§ TASK DESCRIPTION:
Your output should be the listing itself, repeated exactly.
START DATA UNDER STUDY
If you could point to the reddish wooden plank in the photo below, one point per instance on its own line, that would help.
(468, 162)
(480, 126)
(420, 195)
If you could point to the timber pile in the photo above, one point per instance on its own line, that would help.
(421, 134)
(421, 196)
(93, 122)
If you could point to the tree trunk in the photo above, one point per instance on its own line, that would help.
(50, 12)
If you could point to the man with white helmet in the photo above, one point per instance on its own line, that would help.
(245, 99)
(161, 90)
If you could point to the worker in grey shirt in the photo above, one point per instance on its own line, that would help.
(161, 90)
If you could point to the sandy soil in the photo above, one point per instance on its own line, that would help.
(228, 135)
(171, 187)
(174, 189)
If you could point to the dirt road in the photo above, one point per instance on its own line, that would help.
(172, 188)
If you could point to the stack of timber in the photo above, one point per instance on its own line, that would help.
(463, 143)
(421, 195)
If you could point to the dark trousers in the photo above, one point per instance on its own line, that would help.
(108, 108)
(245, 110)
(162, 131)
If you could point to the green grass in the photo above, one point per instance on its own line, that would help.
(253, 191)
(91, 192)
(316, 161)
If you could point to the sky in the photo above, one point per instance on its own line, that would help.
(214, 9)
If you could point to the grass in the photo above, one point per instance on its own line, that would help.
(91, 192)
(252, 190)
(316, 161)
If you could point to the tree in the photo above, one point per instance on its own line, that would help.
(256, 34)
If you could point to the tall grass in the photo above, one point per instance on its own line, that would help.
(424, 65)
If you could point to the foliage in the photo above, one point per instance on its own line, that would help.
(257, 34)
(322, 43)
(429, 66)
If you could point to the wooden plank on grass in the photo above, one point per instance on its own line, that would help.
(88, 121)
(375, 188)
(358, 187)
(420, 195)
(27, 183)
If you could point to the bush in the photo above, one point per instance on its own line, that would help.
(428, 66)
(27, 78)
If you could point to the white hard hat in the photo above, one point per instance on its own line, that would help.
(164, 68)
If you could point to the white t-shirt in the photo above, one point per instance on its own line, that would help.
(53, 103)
END DATA UNDER STUDY
§ RESULT FOR THIS EXERCISE:
If you could point to the reddish wooden plank in the photo below, one point per instance on its own line, that would help.
(468, 162)
(480, 126)
(420, 195)
If you could point to the timber pile in the photo above, one point per instance on its own line, that would help.
(421, 134)
(421, 196)
(93, 122)
If you could point to the tree trunk in the photo above, one point per instance on its own line, that would help.
(50, 12)
If you could point to the man with white helmet in the photo above, one point per instance on its own line, that would help.
(245, 99)
(161, 90)
If you could point to the worker in grey shirt in the photo above, one point per instance on its own line, that would help.
(161, 90)
If you could point to the sandy soil in the photo above, one point per instance on its own line, that would help.
(228, 135)
(171, 187)
(174, 189)
If you could point to the dirt road in the photo above, one point per instance on its own line, that would help.
(172, 188)
If you could point to the stack of timber in the photo above, one point per instance on its own line, that would help.
(463, 143)
(421, 195)
If you could point to the dark trousers in the photo above, one point per instance on its own line, that would help.
(108, 108)
(245, 110)
(162, 131)
If you could point to the green grass in the photo above, one point per instance on its own line, that would help.
(253, 191)
(91, 192)
(316, 161)
If you could point to the sky in the photo above, one point per instance on its own line, that would help.
(214, 9)
If you could point to the grass in the photo above, one point per instance on its own line, that would help.
(91, 192)
(252, 190)
(316, 161)
If you could point to the tree in the photo above, one point per instance on its own line, that would help.
(256, 34)
If you could point to the tall grass in the photo above, one point per instance on its own line, that would help.
(424, 65)
If you could point to the foliage in the photo above, one point per instance on its own line, that would help.
(257, 34)
(322, 43)
(429, 66)
If you could point to the wooden plank on grass in the photo above, one point per instance on its own line, that would help.
(88, 121)
(375, 188)
(358, 187)
(420, 195)
(27, 183)
If you could point to the bush in the photo above, one point per instance on its own line, that would help.
(428, 66)
(27, 78)
If you could point to the white hard hat in the photo above, one point per instance on its own line, that would help.
(164, 68)
If you could point to the white t-shirt in the photo above, one point per instance on its own line, that would help.
(53, 103)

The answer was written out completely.